+++ INFORMATION PROVIDED +++

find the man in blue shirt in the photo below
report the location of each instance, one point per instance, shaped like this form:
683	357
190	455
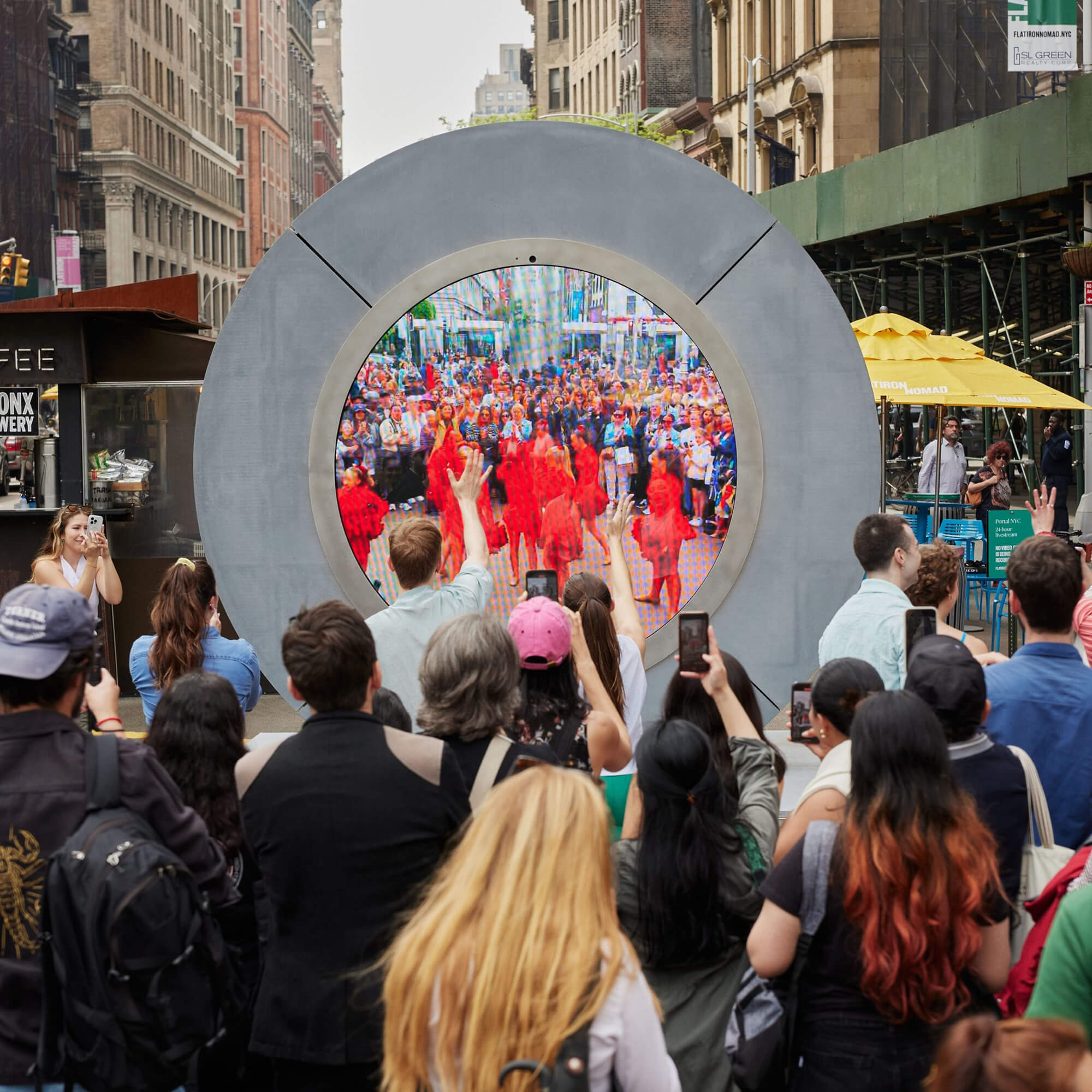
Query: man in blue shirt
1041	699
872	626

+++

WHAT YOU WILL DO
Rewrite the lines above with "blue shirt" changed to "gray shirt" and nothing else altered. Omit the picture from your answer.

EXERCISE SOLUTION
find the man in gray shirt in the photo below
report the location of each instance, one point per instance, shaped like this form:
683	357
190	455
Query: man in gray shirt
1041	699
872	626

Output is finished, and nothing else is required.